Please write out the data exactly, line by line.

Provided data below:

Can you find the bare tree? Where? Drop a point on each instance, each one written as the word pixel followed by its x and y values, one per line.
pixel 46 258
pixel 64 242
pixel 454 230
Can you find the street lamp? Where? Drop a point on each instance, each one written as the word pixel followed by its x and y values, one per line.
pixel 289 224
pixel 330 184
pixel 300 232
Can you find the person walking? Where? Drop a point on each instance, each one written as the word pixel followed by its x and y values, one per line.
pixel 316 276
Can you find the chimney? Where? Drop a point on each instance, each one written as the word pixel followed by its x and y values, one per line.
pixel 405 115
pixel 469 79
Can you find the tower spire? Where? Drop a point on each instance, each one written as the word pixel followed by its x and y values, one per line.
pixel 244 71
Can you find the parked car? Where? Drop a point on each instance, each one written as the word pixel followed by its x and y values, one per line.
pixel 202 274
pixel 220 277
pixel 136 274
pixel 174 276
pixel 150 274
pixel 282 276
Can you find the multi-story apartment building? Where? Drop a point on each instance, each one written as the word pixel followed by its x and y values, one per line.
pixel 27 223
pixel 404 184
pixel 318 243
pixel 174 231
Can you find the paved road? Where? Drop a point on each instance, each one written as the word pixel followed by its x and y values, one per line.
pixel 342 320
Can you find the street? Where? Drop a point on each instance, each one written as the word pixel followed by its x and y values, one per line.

End of Provided data.

## Completed exercise
Can you find the bare tree? Where? Drop a point on each instance, each one written as the word pixel followed by its x and y values, one per line.
pixel 46 258
pixel 64 242
pixel 454 230
Can you find the street lamp? Where? Drop a point on each instance, each one written as the word pixel followed by its x and y values, one per line.
pixel 289 224
pixel 330 184
pixel 300 232
Can you find the person walking? Where? Drop a point on each instance, each one written as the word pixel followed by its x and y values, one per line.
pixel 316 276
Can you find the chimney? Where? Drop a point on each instance, each one written as the word pixel followed by its x and y values, one per line.
pixel 405 115
pixel 469 79
Can you find the tower spire? Where? Drop a point on each instance, each one written as the word pixel followed by its x and y values, one per line.
pixel 244 71
Can you find the parked car? Where? Drop a point on each instance, each one written as the word pixel followed by its x and y values, one per line.
pixel 202 274
pixel 220 277
pixel 136 274
pixel 174 276
pixel 150 274
pixel 282 276
Can you find the multi-story apartment building? Where? Drop a point on each instance, each one written as the word pixel followed by its x and y values, one per line.
pixel 27 223
pixel 404 184
pixel 318 243
pixel 174 231
Can you find the paved road? Where? Drop a point on each instance, each one written as the word pixel followed by its x and y values, one per line.
pixel 342 320
Can you find the street? Where? Drop a point on each instance, each one written as the word pixel followed by its x and y values, one per line.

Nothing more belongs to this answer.